- [EXERCISE PROMPT]
If a line in the data holds "rough", copy that line out in full.

- [SUPPLIED MATERIAL]
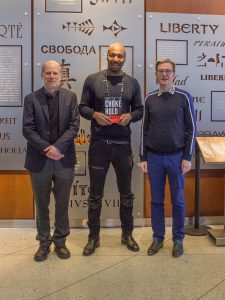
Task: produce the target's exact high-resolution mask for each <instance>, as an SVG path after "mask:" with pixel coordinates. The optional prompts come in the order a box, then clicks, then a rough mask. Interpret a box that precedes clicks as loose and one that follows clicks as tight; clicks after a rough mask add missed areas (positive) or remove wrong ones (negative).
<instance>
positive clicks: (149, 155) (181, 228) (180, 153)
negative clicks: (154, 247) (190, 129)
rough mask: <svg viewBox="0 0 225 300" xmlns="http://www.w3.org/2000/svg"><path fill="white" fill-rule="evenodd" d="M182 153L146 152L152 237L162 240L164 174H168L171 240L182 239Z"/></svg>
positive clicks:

- [RESPONSE TO THIS EXERCISE]
Task: produce the target's exact high-resolution mask for each <instance>, as an SVG path after "mask:" with pixel coordinates. The optional prompts come in the order a box, then clicks, then a rough mask. Interpret a box that precedes clicks as loose and one that follows clicks as tight; clicks after a rough mask add missed areas (positive) or remove wrong ones (negative).
rough mask: <svg viewBox="0 0 225 300" xmlns="http://www.w3.org/2000/svg"><path fill="white" fill-rule="evenodd" d="M182 153L146 152L152 237L162 240L164 174H168L171 240L182 239Z"/></svg>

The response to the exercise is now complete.